[start]

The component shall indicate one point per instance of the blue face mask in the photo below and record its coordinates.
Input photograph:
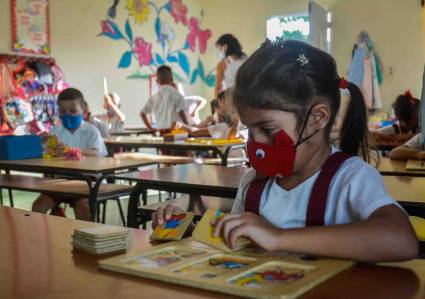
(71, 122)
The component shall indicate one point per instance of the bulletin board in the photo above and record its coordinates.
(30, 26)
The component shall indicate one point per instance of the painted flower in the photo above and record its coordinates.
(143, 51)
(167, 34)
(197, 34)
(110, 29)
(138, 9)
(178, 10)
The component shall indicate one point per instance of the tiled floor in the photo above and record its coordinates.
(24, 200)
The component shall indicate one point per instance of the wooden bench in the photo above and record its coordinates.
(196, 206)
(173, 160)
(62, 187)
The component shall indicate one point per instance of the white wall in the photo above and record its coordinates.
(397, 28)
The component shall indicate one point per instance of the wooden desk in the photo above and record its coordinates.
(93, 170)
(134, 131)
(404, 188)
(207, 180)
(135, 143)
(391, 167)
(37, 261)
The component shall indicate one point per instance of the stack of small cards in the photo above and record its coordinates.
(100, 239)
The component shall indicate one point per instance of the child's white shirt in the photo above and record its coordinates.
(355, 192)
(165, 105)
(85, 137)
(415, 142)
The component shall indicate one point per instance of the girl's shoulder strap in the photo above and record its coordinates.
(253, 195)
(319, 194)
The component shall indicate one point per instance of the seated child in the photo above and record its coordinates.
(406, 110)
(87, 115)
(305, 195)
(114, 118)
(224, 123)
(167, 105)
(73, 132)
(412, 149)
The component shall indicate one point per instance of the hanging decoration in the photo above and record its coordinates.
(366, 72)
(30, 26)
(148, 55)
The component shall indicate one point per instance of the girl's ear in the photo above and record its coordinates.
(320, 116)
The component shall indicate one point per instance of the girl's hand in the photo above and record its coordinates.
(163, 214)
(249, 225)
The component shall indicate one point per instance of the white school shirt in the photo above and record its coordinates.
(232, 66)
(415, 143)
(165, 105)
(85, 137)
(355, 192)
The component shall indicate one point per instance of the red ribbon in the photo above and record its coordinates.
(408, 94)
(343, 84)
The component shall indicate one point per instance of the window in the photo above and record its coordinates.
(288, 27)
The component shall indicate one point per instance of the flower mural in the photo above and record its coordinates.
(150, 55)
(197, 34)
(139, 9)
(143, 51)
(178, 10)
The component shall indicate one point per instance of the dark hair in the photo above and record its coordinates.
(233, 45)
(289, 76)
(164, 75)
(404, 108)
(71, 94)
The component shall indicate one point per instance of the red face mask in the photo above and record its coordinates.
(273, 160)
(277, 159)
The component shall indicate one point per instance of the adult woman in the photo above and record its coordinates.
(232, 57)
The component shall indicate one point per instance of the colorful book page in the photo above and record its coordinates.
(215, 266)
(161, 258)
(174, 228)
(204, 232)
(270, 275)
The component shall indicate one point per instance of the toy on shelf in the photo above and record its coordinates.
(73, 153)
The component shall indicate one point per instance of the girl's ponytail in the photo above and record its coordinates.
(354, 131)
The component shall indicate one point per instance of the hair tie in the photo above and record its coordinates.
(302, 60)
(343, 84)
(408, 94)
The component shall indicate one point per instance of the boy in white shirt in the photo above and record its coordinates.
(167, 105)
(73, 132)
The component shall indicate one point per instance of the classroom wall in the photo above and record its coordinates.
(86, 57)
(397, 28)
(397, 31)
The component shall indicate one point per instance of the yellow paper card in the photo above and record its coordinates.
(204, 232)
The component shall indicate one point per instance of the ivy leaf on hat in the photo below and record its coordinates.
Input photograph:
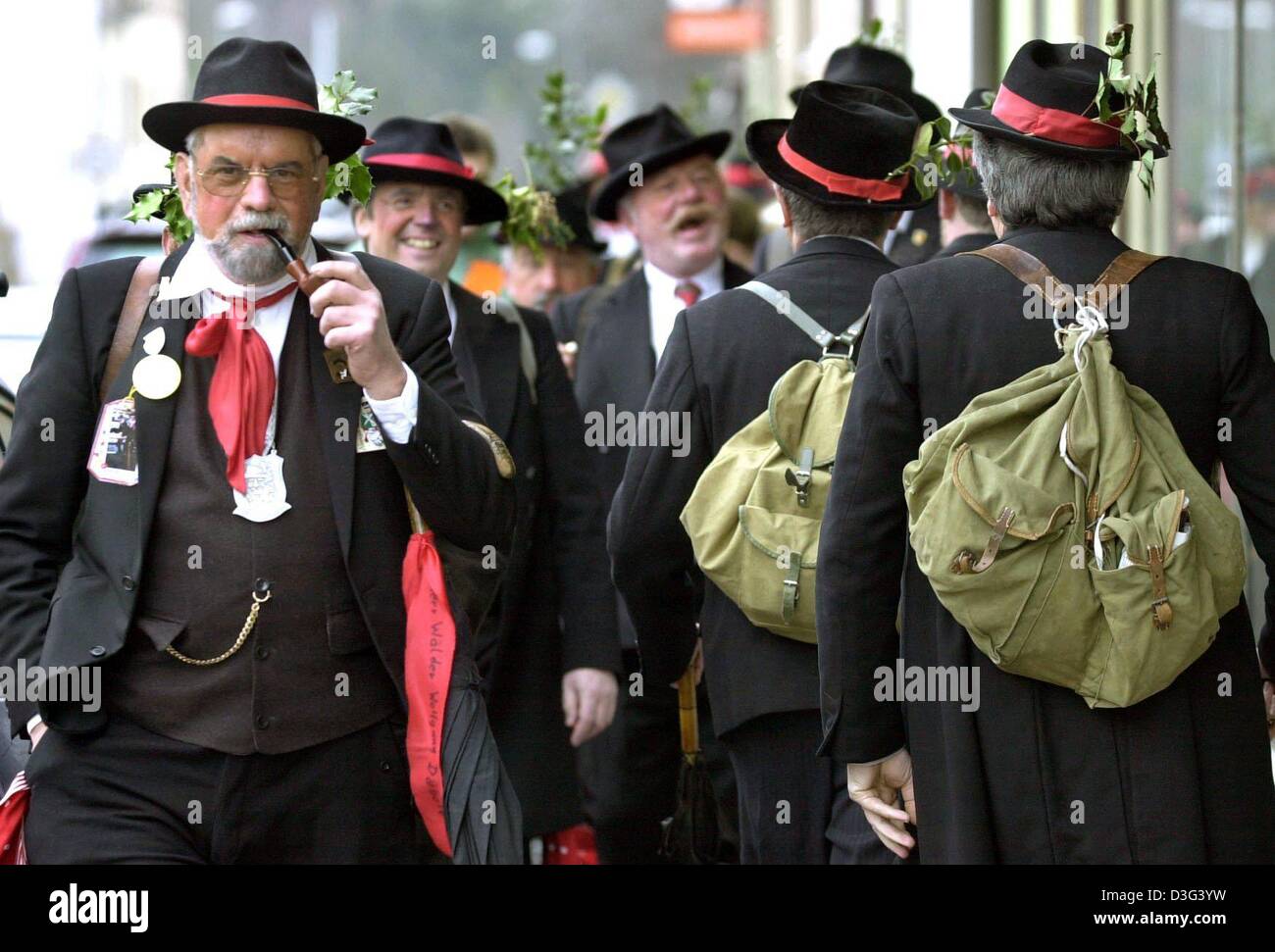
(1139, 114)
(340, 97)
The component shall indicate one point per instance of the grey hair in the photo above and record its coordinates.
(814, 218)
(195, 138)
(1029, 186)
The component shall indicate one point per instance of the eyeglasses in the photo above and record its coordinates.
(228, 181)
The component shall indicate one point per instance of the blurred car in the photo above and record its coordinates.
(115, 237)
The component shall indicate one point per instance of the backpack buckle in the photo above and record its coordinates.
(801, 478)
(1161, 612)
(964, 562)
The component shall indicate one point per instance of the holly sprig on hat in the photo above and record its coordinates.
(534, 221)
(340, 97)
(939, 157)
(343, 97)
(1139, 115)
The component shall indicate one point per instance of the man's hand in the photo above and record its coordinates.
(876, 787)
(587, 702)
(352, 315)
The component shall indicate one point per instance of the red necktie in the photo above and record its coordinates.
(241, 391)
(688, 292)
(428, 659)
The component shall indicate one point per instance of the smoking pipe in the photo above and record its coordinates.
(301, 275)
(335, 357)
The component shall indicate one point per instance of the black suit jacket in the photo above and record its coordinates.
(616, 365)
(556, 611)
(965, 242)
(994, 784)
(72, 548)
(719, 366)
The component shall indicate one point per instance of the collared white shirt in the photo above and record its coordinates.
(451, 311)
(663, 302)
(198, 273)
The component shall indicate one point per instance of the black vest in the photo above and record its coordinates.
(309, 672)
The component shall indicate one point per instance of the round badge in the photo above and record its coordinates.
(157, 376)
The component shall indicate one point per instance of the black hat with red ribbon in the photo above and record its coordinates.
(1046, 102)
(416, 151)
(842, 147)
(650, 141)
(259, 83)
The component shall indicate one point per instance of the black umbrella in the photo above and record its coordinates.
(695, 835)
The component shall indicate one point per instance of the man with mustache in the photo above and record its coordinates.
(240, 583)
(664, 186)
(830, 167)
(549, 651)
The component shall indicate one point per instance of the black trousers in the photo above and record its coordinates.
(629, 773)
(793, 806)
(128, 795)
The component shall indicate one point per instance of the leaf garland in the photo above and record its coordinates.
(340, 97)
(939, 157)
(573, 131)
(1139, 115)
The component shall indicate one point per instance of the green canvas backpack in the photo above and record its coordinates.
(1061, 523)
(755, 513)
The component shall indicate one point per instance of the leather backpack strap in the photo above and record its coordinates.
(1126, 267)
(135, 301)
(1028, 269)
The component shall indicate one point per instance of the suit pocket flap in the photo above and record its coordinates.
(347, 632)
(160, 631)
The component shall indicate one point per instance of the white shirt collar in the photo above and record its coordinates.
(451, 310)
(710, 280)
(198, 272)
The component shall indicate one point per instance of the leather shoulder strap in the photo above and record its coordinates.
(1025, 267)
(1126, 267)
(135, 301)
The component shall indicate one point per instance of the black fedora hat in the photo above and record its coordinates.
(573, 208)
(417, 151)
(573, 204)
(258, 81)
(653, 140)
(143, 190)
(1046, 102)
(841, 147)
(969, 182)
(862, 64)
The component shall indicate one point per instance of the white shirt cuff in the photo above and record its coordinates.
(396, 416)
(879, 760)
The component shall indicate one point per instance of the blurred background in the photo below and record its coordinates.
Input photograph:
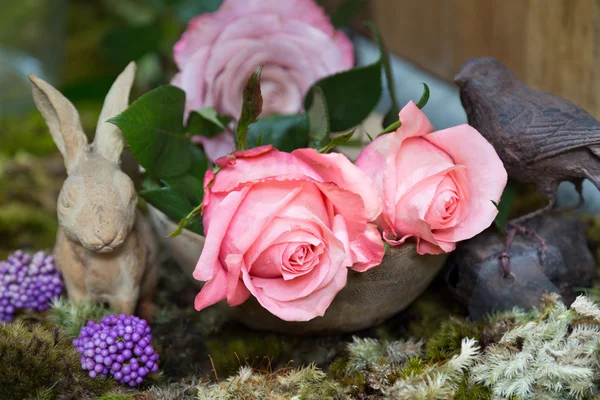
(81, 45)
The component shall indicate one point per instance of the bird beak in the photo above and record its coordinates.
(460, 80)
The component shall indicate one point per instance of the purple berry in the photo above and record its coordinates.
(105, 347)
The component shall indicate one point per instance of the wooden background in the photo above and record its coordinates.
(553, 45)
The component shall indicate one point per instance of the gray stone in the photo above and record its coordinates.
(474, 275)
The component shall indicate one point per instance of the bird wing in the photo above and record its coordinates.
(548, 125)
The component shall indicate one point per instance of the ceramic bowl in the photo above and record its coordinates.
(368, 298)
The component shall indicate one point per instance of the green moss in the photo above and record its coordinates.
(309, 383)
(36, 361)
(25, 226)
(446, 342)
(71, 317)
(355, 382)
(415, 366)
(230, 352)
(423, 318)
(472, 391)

[end]

**What you need to do**
Pictures in the records above are not copied; print everything else exactly.

**Exercise result**
The component shall indicate one point per instance of the blue face mask in the photo below and record its coordinates.
Input photograph:
(71, 122)
The component shall indicate one point per instance of the bulletin board in the photo above and record its coordinates.
(30, 26)
The component shall indicate one point per instance of the painted flower in the photo above and record its coordinates.
(143, 51)
(167, 34)
(197, 34)
(110, 29)
(138, 9)
(178, 10)
The component shall indicate one point per instance of the tiled floor in the photo above and record its coordinates.
(24, 200)
The component shall indicate one point per instance of the wooden bench in the photo above and record its coordinates.
(196, 206)
(173, 160)
(62, 187)
The component shall indicate one point per instance of the white wall in the photo above and record its coordinates.
(397, 28)
The component shall indicate one point per instance of the wooden desk in the photo above and record its coordinates.
(93, 170)
(134, 131)
(404, 188)
(207, 180)
(135, 143)
(391, 167)
(37, 261)
The component shall indicate one point per instance of the stack of small cards in the photo above and record its coordinates.
(100, 239)
The component shall indicate one point per instance of the child's white shirt in the photo above and record its coordinates.
(355, 192)
(165, 105)
(85, 137)
(415, 142)
The component shall indicate one point per instance of the girl's shoulder strap in the photo above and record its coordinates.
(253, 195)
(319, 194)
The component shall indicate one point per instance of the seated child in the photo above and record its coordinates.
(406, 110)
(87, 115)
(305, 195)
(114, 118)
(224, 123)
(167, 105)
(73, 132)
(412, 149)
The component shall indicate one point per instance of the hanging decoration in the photo above and record its coordinates.
(366, 72)
(30, 26)
(148, 55)
The component shall indicate one point per instance of the girl's ear in the photo above and record its coordinates.
(320, 116)
The component shall indicate one point per instance of the girl's hand in the photo above and record its coordinates.
(163, 214)
(249, 225)
The component shall indicate one point per instance of the white school shirt in the photo above and record its coordinates.
(232, 66)
(415, 143)
(165, 105)
(85, 137)
(355, 192)
The component shall indicate one point per instance of the red ribbon in the photo above and record its coordinates.
(408, 94)
(343, 84)
The component shall indicate one point per instance of the window in the photo above and record its coordinates.
(288, 27)
The component shall indicate one point per instance of the flower mural in the photo above and record its coordinates.
(150, 55)
(197, 34)
(139, 9)
(143, 51)
(178, 10)
The component shall indicate one point per instance of the dark hair in the photo above and record its coordinates.
(233, 45)
(289, 76)
(164, 75)
(404, 108)
(71, 94)
The component shall indicate one point per instance of the red face mask in the photo above and record its coordinates.
(273, 160)
(277, 159)
The component shall indicate one point per instance of the adult woman in the photo above and record its coordinates.
(232, 57)
The component shall indicate one point per instance of the colorful book page in the photo above and record its coordinates.
(215, 266)
(161, 258)
(174, 228)
(204, 232)
(270, 275)
The component shall indicate one point per instance of the toy on shelf in the photo above and record its coordinates.
(73, 153)
The component shall indicate one point per instance of the girl's ponytail in the photo above and record its coordinates.
(354, 131)
The component shall indicate one point per instance of the hair tie in the photo above and record its coordinates.
(302, 60)
(343, 84)
(408, 94)
The component shall indicate one point per instance of the boy in white shirt in the photo above and record its coordinates.
(167, 105)
(73, 132)
The component shall indicate one point per instance of the classroom wall in the photo above and record its coordinates.
(86, 57)
(397, 28)
(397, 31)
The component shall indicate one point per instance of the yellow paper card in the photo above and record its coordinates.
(204, 232)
The component shall indicate one point per instance of the ivy leaf on hat in the photo below and record its coordinates.
Input photograph:
(1139, 114)
(340, 97)
The component shall indicate one point per instance of the grey hair in the photo above and record its coordinates.
(814, 218)
(195, 138)
(1029, 186)
The component shall indicate one point per instance of the eyeglasses in the photo above and record its coordinates.
(228, 181)
The component shall indicate one point per instance of the blurred car in the photo above and record its coordinates.
(115, 237)
The component shall indicate one point per instance of the backpack buckle in the photo above and record its coordinates.
(801, 478)
(1161, 612)
(964, 562)
The component shall indicate one point per instance of the holly sprig on hat in the photo above and record its coordinates.
(534, 221)
(340, 97)
(939, 157)
(343, 97)
(1139, 115)
The component shall indicate one point per instance of the man's hand in the photo above and record its coordinates.
(876, 787)
(587, 702)
(352, 315)
The component shall indicate one point per instance of the red necktie in the photo above and record its coordinates.
(241, 391)
(688, 292)
(428, 659)
The component shall indicate one point per instance of the smoking pipe in the photo above and record its coordinates.
(301, 275)
(335, 357)
The component shall indicate one point per instance of the black suit jacket in the photo above and record its coordinates.
(616, 365)
(556, 611)
(965, 242)
(994, 784)
(72, 548)
(719, 366)
The component shall indicate one point per instance of the collared white shirt in the photo above and record its coordinates.
(451, 311)
(663, 302)
(198, 273)
The component shall indicate one point per instance of the black vest in the photo above and record its coordinates.
(309, 672)
The component shall indicate one point per instance of the round badge in the photo above and record its coordinates.
(157, 376)
The component shall indicate one point per instance of the black hat with red ribbon in the photo above and record its coordinates.
(1046, 102)
(416, 151)
(842, 147)
(650, 141)
(259, 83)
The component shall indicate one point per instance of the black umbrella in the photo above and record its coordinates.
(695, 835)
The component shall indicate one point per instance of the man with mustache in the photo above and record its coordinates.
(240, 583)
(664, 186)
(830, 167)
(549, 651)
The component shall indicate one point per instance of the black trousers in the photo above and record its coordinates.
(629, 773)
(793, 806)
(128, 795)
The component shall indicate one point per instance of the leaf garland in the photo above and record its coordinates.
(340, 97)
(939, 157)
(573, 131)
(1139, 115)
The component shall indicate one point per instance of the green canvas backpack in the photo above and record its coordinates.
(1061, 523)
(755, 513)
The component shall indicate one point per instance of the leather backpack strap in the photo above and record its coordinates.
(1126, 267)
(135, 301)
(1028, 269)
The component shall indicate one point per instance of the suit pocket flap in the photo above and record its coordinates.
(347, 632)
(160, 631)
The component shall indicate one point per instance of the white shirt collar in the photo above and record its coordinates.
(451, 310)
(710, 280)
(198, 272)
The component shall indicate one point per instance of the leather shoulder strap in the photo above and record its coordinates.
(1025, 267)
(1126, 267)
(135, 301)
The component shall indicate one point per instance of the black fedora hat in the photo above and record its coordinates.
(573, 208)
(417, 151)
(573, 204)
(258, 81)
(653, 140)
(143, 190)
(1046, 102)
(841, 147)
(969, 182)
(862, 64)
The component shall indicate one point per instance of the white shirt cuff in the photo above and record its coordinates.
(396, 416)
(879, 760)
The component shall indicate one point per instance of the blurred background in the photo below and record its coordinates.
Input photograph:
(81, 45)
The component shall indicate one point per instance of the bird beak in the photo above and record its coordinates.
(460, 80)
The component shall indicate one point per instance of the purple berry in the photo above and record its coordinates.
(105, 347)
The component shall indicate one point per instance of the wooden background in the photo above and record its coordinates.
(553, 45)
The component shall indicate one point per instance of the gray stone in the photo above and record its coordinates.
(474, 275)
The component shall indicate one point per instance of the bird wing in the photo above and record its coordinates.
(548, 125)
The component shall indicate one point per instance of the ceramic bowl in the photo above and record its coordinates.
(368, 298)
The component shall indicate one point per instance of the green moss in the photo above and record its coordinates.
(309, 383)
(36, 361)
(25, 226)
(446, 342)
(71, 317)
(355, 382)
(415, 366)
(230, 352)
(423, 318)
(472, 391)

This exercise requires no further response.